提示文では、引きこもりの親の最初の失敗は何だと述べられていますか。

■ 提示文 ■

╭──

2010-08-31 19:34:45 | 読書日記
 引きこもり70万人。予備軍155万人。(予備軍をいかに調べたのか気になりますが・・・)
 増大する一方の引きこもりに打つ手はあるのか?

 引きこもりの親の最初の失敗は、子どもの幼い頃のわがままを簡単に許してしまうこと。
 引きこもりは社会適合できない、人との関わりを上手くできない人たち。人間は決して一人では生きていけないのだから、力づくでも外にだす。そして人と関わらさせることが必要。

 医者が学者がなんでも知ってるかのように、「休みも必要だ。少し暖かく見守ってください」なんて言うが、現実はそう上手く言えない。
 引きこもりが長くなればなるほど、社会復帰が難しくなる。できる限り社会との関わりを復活させる必要がある。

 下手に心療内科などに行くと、それらしい病名を付けられて「病人」にされてしまう。向精神薬などを飲み始めたら、通常の自分を見つけられなくなってしまい、復帰は絶望的になる。

 自信の経験をもとに、何とも歯切れのいいアドバイスが満載です。

╰──

■ 抽出項目 ■
╭──

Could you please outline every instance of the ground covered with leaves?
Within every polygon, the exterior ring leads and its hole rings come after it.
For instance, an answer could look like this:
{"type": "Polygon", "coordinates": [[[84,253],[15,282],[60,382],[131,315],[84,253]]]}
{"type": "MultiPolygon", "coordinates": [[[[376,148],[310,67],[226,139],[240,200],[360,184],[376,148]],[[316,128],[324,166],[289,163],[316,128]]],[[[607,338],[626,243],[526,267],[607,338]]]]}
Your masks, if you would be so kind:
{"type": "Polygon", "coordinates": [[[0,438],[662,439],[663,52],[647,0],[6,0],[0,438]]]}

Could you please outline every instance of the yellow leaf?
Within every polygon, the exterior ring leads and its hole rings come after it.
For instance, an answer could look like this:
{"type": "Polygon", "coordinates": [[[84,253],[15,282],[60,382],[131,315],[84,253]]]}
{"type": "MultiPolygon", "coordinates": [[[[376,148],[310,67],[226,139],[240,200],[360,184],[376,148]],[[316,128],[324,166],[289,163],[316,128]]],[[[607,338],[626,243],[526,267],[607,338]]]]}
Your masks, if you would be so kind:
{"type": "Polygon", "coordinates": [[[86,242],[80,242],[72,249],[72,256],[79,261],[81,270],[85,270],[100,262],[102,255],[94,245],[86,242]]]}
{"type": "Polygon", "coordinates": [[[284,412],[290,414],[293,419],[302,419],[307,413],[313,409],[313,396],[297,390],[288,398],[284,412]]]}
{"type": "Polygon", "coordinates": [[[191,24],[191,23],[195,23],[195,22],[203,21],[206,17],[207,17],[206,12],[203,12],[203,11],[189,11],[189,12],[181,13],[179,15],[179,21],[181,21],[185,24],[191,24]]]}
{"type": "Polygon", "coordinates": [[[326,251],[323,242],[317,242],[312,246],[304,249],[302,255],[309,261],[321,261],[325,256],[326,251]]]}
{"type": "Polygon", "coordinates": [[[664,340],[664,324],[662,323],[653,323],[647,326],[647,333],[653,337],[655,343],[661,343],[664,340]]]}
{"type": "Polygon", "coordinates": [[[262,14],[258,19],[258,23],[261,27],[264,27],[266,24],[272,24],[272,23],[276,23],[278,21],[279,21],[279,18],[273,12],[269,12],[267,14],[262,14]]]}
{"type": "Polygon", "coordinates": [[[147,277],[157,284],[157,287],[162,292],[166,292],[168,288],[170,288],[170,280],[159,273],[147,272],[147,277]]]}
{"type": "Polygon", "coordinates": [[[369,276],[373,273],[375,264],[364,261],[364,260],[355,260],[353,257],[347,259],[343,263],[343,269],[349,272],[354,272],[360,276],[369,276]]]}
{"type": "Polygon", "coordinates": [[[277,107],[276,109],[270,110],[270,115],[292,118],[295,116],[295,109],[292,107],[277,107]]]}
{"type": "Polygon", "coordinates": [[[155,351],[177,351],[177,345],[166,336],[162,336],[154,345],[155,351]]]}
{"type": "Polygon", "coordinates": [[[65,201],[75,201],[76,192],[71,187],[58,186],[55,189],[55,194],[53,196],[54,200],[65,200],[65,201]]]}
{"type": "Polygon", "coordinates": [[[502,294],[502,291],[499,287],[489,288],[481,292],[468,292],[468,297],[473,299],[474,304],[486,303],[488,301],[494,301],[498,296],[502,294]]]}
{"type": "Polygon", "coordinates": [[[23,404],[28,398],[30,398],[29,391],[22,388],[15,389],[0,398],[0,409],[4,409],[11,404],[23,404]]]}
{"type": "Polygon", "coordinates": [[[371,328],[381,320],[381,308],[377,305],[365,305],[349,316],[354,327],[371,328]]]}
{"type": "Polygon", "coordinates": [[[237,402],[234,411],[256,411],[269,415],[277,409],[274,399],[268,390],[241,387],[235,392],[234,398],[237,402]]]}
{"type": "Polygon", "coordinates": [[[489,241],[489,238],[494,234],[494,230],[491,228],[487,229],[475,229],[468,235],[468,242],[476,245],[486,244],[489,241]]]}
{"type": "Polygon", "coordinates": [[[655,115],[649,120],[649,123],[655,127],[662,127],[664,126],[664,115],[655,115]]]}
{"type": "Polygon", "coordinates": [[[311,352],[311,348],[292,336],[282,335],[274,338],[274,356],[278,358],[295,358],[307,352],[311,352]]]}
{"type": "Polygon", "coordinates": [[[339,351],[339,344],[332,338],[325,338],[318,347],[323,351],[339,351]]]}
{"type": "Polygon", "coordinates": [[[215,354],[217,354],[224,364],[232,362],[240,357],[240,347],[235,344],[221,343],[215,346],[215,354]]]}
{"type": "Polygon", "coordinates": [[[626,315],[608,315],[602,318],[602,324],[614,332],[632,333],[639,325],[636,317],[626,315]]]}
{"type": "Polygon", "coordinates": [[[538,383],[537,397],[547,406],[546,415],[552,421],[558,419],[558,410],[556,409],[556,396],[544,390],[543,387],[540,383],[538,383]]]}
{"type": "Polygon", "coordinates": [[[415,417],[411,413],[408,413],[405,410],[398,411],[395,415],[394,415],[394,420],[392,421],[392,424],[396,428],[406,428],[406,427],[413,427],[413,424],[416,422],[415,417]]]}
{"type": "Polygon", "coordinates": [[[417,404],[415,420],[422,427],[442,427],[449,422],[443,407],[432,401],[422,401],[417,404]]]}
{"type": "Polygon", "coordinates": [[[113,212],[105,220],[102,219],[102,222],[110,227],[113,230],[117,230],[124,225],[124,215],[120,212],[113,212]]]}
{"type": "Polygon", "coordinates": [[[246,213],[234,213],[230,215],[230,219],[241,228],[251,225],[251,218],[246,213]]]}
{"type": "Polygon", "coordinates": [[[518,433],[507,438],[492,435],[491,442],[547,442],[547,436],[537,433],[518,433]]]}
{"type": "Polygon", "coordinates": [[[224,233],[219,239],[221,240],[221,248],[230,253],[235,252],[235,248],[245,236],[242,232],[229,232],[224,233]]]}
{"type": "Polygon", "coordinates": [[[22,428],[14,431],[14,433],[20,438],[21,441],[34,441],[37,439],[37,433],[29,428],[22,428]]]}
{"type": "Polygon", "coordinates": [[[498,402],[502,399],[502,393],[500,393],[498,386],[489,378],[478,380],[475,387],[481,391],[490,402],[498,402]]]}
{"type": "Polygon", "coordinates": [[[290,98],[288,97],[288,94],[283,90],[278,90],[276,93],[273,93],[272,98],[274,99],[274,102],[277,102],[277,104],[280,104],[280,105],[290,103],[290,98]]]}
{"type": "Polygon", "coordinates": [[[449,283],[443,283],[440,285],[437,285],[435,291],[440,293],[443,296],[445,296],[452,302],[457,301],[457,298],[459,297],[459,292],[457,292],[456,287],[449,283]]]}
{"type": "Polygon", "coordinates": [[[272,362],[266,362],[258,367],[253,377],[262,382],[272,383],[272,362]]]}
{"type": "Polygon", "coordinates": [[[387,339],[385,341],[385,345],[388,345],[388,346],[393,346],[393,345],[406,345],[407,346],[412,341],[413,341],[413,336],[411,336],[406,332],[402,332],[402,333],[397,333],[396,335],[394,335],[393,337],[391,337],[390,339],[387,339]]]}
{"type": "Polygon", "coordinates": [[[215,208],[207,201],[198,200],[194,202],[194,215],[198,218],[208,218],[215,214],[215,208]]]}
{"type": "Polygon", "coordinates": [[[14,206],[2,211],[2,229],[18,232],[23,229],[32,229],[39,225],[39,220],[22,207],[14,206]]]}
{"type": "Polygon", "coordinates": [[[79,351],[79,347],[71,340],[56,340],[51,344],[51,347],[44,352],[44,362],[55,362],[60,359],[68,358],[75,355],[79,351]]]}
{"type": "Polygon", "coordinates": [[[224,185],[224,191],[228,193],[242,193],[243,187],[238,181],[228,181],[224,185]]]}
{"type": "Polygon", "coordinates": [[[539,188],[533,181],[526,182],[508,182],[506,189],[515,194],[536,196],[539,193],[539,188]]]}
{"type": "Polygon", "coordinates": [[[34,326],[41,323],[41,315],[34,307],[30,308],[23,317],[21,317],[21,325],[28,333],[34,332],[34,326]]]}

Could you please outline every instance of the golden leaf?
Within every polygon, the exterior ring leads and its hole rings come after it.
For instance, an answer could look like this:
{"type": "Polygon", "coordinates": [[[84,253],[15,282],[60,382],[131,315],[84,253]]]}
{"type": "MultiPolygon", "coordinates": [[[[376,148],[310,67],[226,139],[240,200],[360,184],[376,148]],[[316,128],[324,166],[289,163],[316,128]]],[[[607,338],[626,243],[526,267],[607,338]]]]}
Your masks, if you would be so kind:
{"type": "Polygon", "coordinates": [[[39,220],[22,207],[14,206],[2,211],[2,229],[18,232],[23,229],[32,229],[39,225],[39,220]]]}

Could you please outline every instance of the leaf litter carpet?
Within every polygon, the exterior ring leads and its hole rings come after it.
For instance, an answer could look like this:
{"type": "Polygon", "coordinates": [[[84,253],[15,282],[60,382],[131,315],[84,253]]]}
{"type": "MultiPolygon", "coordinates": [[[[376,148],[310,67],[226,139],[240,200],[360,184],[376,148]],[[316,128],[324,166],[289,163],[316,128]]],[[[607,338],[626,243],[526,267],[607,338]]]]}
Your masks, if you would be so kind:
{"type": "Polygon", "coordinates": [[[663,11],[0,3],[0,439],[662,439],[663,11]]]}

╰──

■ 解答 ■
子どもの幼い頃のわがままを簡単に許してしまうことです。